▸ Page excerpt
When Baldwin II died in 1131, Melisende and Fulk were crowned together as co-monarchs with the expectation of the pair holding authority together. That however didn’t necessarily turn out that way. You see Fulk did everything he could to exclude Melisende from power, and he did a pretty good job; there’s very little mention of Melisende in the first five years of their reign and she doesn’t appear to have played a major role in the governance of the kingdom. He also brought a large retinue of men from his native France and effectively stocked the government with these men who were completely and utterly loyal to him. These men were not hugely popular; Angevin men lets be honest are not renowned for being wallflowers and Fulk and his men taking over Jerusalem offended the nobility of the kingdom. There was also apparently some concern that Fulk would try to ignore his father in law’s will and try to install one of his children from his 1st marriage on the throne after him instead of him and Melisende’s son. In those five years, Melisende also failed to bear another child. Having more children in a kingdom that only had one heir would have been an absolute must and Melisende and Fulk’s lack of children (there’s no recorded pregnancies either) could suggest a personal estrangement as well as a political one. If I were Melisende I’d be pretty pissed and I’m not sure I’d want to sleep with the guy either. Keeping Melisende away from power turned out to be a questionable choice as not only did it piss off Melisende but it severely pissed off her supporters within government who were resentful towards Fulk disrespecting the will of Baldwin II who had considered his daughter his heir and who had expected his daughter and son in law to rule together.

▸ Data listing
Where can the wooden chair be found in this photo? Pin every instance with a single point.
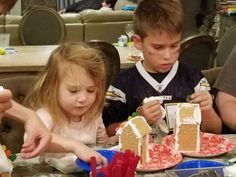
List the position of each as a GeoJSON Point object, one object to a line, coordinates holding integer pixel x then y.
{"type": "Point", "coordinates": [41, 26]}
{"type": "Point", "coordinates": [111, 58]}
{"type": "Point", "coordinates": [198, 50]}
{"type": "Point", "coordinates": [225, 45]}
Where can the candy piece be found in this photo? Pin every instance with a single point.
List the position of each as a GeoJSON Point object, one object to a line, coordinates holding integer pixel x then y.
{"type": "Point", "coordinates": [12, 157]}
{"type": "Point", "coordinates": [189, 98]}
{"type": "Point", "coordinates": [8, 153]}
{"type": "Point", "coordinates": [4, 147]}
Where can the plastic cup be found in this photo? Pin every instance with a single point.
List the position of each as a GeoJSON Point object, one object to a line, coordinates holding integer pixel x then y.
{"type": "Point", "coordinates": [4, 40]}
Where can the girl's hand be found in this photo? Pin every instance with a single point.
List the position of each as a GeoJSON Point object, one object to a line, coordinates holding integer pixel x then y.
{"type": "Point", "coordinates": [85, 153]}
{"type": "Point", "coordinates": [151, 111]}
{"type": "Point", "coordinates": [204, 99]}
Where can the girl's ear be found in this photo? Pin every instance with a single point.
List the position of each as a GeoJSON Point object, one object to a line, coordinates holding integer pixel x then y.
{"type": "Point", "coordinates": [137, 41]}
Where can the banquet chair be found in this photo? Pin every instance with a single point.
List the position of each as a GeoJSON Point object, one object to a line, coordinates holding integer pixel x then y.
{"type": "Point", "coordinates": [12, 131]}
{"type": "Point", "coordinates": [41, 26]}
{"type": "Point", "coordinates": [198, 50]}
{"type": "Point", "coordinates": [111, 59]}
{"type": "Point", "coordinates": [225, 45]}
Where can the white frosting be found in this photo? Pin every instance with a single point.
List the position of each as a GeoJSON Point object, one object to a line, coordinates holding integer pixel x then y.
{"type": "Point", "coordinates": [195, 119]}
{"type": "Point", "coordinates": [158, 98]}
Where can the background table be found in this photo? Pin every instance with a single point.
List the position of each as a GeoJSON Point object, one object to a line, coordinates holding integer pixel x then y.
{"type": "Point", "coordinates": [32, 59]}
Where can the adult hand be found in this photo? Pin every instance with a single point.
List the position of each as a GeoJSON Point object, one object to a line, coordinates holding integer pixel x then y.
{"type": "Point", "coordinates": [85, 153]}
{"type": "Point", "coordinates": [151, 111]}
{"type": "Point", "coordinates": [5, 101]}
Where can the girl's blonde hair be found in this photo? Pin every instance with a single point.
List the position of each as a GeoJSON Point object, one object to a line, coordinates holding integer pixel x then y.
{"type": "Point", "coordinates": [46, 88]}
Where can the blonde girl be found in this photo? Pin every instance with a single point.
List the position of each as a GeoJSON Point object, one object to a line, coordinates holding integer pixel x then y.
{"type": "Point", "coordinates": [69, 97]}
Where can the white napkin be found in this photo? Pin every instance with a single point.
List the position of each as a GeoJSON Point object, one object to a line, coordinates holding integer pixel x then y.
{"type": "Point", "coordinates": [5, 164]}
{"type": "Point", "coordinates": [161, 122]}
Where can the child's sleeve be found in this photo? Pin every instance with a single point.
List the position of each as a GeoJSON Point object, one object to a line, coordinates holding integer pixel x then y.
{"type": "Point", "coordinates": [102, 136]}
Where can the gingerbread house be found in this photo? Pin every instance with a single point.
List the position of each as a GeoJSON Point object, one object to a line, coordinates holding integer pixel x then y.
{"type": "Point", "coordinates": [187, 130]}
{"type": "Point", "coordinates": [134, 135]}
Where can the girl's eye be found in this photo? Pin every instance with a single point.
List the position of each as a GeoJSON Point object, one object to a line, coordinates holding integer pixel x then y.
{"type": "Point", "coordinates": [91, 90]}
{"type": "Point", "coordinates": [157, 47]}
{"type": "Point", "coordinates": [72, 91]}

▸ What is expected
Carry on the passage about Melisende and Fulk's joint reign from its last sentence.

▸ Task result
One of the most prominent (and most loyal) of Melisende’s supporters was Hugh II du Puiset the Count of Jaffa, a distant relative of Melisende’s who was noted for being particularly loyal to her father. His loyalty evidently extended to his daughter and in 1134 he rebelled. This is where I point out that we don’t 100% know the date of the rebellion but the fall of 1134 seems the most accurate; Hugh was still in control of the county of Jaffa in 1133 and still granting charters meaning he was still in royal favour whilst in the spring of 1134 he’s recorded as staying with Melisende’s sister Alice. He would not have been staying with her, had he openly rebelled against the King, so sometime in the fall of 1134 seems the most likely date. Now Melisende and Hugh were apparently rather close with Bernard Hamilton noting that Hugh as “the only great nobleman of the blood royal in the kingdom, was the natural leader of the queen’s party” [5]. Their closeness was hinted as being more than just a familial bond and the rumour around Jerusalem was that the two had engaged in some of romantic/sexual relationship thus incurring the wrath of the apparently jealous Fulk. That is, to put it mildly, absolute bullshit. There’s simply no evidence of any inappropriate relationship between the two. None whatsoever but sexual slander is the easiest way to ruin a woman. It was then and it still is now. Also might I add, a medieval queen was surrounded constantly by attendants, so logistically it would have been an absolute nightmare slash virtually impossible to have an affair without anyone knowing.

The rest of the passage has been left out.